* BEGIN Available records *

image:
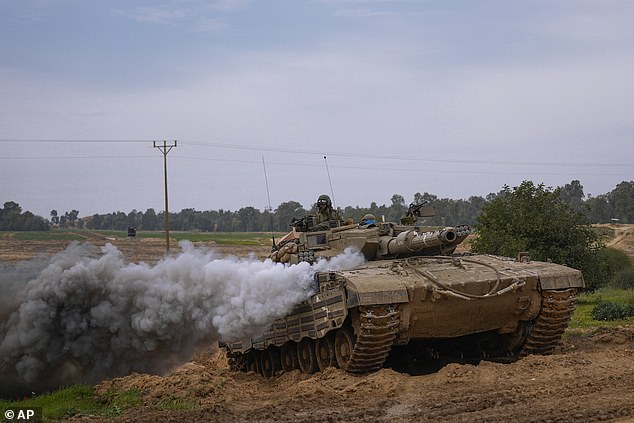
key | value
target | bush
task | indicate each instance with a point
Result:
(616, 260)
(624, 279)
(612, 311)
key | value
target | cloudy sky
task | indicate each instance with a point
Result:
(454, 98)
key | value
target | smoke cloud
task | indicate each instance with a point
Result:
(81, 315)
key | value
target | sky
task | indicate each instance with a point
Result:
(284, 100)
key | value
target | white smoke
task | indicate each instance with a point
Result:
(82, 316)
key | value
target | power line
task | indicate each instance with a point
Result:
(356, 155)
(55, 141)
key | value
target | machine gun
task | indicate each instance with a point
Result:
(304, 224)
(414, 211)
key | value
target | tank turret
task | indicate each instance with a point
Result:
(376, 242)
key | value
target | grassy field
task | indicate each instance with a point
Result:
(226, 238)
(582, 319)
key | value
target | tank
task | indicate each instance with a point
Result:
(414, 299)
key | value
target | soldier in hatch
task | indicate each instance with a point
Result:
(326, 215)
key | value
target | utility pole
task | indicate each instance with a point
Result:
(165, 148)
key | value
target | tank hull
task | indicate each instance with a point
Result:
(504, 308)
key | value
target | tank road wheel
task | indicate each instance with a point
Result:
(288, 356)
(306, 355)
(344, 344)
(325, 351)
(253, 361)
(270, 362)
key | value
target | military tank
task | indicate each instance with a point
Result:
(414, 294)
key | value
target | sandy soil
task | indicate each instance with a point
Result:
(589, 378)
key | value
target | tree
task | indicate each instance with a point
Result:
(535, 219)
(572, 194)
(622, 199)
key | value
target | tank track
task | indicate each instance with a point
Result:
(378, 330)
(552, 321)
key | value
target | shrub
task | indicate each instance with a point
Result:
(624, 279)
(612, 311)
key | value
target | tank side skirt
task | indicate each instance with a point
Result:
(557, 309)
(377, 334)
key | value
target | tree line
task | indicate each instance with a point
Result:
(617, 205)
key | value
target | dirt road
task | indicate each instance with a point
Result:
(590, 379)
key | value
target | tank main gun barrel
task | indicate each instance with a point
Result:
(413, 242)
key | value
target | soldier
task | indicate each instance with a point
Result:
(368, 221)
(325, 214)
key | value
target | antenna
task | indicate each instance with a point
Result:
(332, 195)
(268, 197)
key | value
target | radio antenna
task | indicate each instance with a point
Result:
(268, 197)
(332, 194)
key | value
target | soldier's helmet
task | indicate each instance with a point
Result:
(368, 219)
(324, 200)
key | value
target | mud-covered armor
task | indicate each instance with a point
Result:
(412, 293)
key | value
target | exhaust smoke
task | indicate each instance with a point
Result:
(81, 316)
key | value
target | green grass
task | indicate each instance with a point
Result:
(70, 401)
(42, 236)
(223, 238)
(582, 319)
(81, 400)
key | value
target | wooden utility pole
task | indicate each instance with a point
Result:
(165, 148)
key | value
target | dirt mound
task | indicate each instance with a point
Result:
(591, 379)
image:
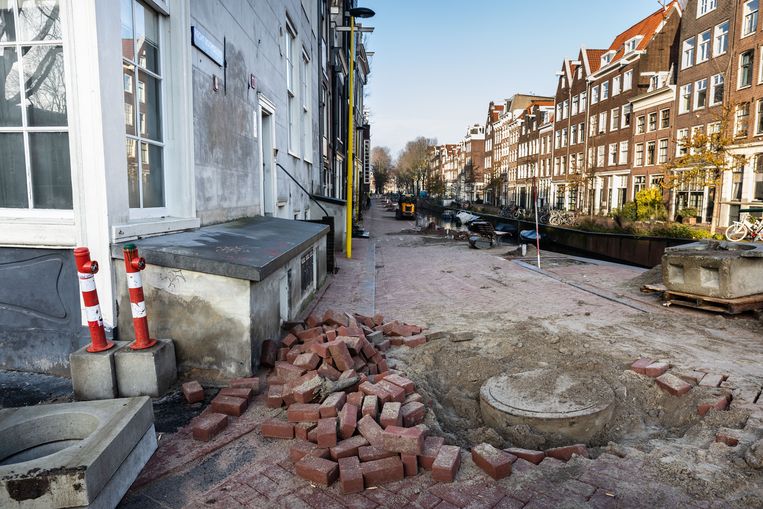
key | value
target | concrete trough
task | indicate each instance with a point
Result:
(83, 454)
(722, 270)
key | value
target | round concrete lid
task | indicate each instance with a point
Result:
(547, 394)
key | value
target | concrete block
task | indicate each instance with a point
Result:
(148, 372)
(93, 373)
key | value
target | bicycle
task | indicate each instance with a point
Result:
(744, 228)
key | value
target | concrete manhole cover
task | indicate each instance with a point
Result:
(554, 404)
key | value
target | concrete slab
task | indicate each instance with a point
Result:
(93, 373)
(66, 455)
(250, 248)
(148, 372)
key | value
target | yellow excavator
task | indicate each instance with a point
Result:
(406, 206)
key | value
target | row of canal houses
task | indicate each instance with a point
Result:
(621, 114)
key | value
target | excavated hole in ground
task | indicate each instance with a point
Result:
(450, 375)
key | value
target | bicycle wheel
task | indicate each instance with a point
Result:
(736, 232)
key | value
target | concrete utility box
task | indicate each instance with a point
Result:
(221, 290)
(722, 270)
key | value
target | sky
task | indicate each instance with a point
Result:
(437, 64)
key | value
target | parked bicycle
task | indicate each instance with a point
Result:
(747, 227)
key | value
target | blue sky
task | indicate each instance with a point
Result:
(432, 74)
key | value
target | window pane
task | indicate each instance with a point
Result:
(7, 25)
(44, 83)
(132, 174)
(147, 35)
(10, 97)
(51, 173)
(152, 171)
(128, 35)
(149, 107)
(40, 20)
(13, 193)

* END Available records *

Brief: Reproduce each entry precisely. Leave the pictures out.

Exercise result:
image:
key | value
target | bush
task | indicate each instance with a point
Result:
(616, 260)
(624, 279)
(612, 311)
key | value
target | cloudy sky
task | indicate each instance with a point
Result:
(454, 98)
key | value
target | smoke cloud
task | indicate each instance with a point
Result:
(81, 315)
key | value
target | sky
task | indicate each instance with a point
Result:
(284, 100)
key | value
target | white smoke
task | indicate each instance with a point
Result:
(82, 316)
key | value
target | power line
task | indicate each instance with a point
Result:
(356, 155)
(55, 141)
key | value
target | machine gun
task | indicate each instance with a point
Result:
(304, 224)
(414, 211)
key | value
target | tank turret
task | indicate each instance with a point
Result:
(376, 242)
key | value
target | grassy field
task | indicate each instance with a point
Result:
(226, 238)
(582, 319)
key | value
target | tank
task | indicate each instance with a point
Result:
(414, 299)
key | value
target | soldier in hatch
task | indicate each instance with a point
Result:
(326, 215)
key | value
target | utility pole
task | indicate each instance with a point
Result:
(165, 148)
key | value
target | tank hull
task | indicate each instance with a point
Result:
(504, 308)
key | value
target | tank road wheel
task | indicate each instance with a point
Result:
(288, 356)
(306, 355)
(344, 344)
(325, 351)
(253, 361)
(270, 362)
key | value
target | military tank
task | indicate each instance with a point
Result:
(414, 294)
key | value
target | sandy soil
task | indicate each instance with a point
Result:
(589, 378)
key | value
target | tree
task | indicate each instance with a point
Result:
(535, 219)
(572, 194)
(622, 199)
key | value
target | tank track
task | indicate each instance with a point
Result:
(378, 330)
(552, 321)
key | value
target | shrub
task | indicate each instance with a point
Result:
(624, 279)
(612, 311)
key | value
target | tank side skirt
task | indicate each instance with a point
Result:
(557, 309)
(377, 334)
key | value
target | tree line
task | indicate each instance with a point
Result:
(617, 205)
key | value
target | dirt road
task | indicate each instance with a point
Result:
(590, 379)
key | value
target | tank main gun barrel
task | indicate each instance with a point
Result:
(413, 242)
key | value
target | soldier
task | indicate each instance with a point
Result:
(368, 221)
(325, 214)
key | value
target | antenna
task | indicate each instance with a point
Result:
(332, 195)
(268, 197)
key | value
target | radio antenna
task | indicate each instance with a point
Result:
(268, 197)
(332, 194)
key | value
target | soldier's helmet
task | indicate each instance with a point
Result:
(368, 219)
(324, 200)
key | value
target | mud-covered armor
task | indicate each instance with a point
Result:
(412, 293)
key | value
target | exhaust smoke
task | indicate each instance with a point
Result:
(81, 316)
key | value
target | green grass
task | indicate each instance with a point
Result:
(70, 401)
(42, 236)
(223, 238)
(582, 319)
(81, 400)
key | value
target | wooden utility pole
task | indicate each instance with a point
Result:
(165, 148)
key | value
target | dirt mound
task | indicate each instance with a point
Result:
(591, 379)
image:
key | value
target | concrete trough
task | indicate each instance with a point
Result:
(83, 454)
(722, 270)
key | value
target | round concrete lid
task | indicate each instance with a point
Result:
(547, 394)
key | value
target | concrete block
task | indicate each instance with a point
Result:
(148, 372)
(93, 373)
key | value
target | bicycle
task | indicate each instance with a point
Result:
(744, 228)
key | value
target | concrete manhole cover
task | indicate each instance with a point
Result:
(554, 404)
key | value
target | concrete slab
task | indicate each instance with a point
Result:
(93, 373)
(66, 455)
(250, 248)
(148, 372)
key | value
target | yellow excavator
task | indicate each instance with a point
Result:
(406, 206)
key | value
target | row of canal houses
task | indicate each instance with a point
Result:
(621, 114)
key | value
target | excavated hole in ground
task | indicate each instance with a point
Result:
(450, 375)
key | value
target | bicycle wheel
task | indicate each instance with a point
Result:
(736, 232)
key | value
target | concrete utility box
task | indicate each instance with a point
Result:
(221, 290)
(722, 270)
key | value
target | sky
task | indicate each instance with a point
Result:
(437, 64)
key | value
target | parked bicycle
task | indicate each instance with a point
Result:
(747, 227)
key | value
target | blue sky
task | indicate each instance with a point
Result:
(432, 74)
key | value
target | window pane
task | indicate each instance with a point
Result:
(7, 25)
(44, 83)
(132, 174)
(147, 35)
(10, 97)
(51, 173)
(152, 171)
(128, 35)
(149, 107)
(40, 20)
(13, 193)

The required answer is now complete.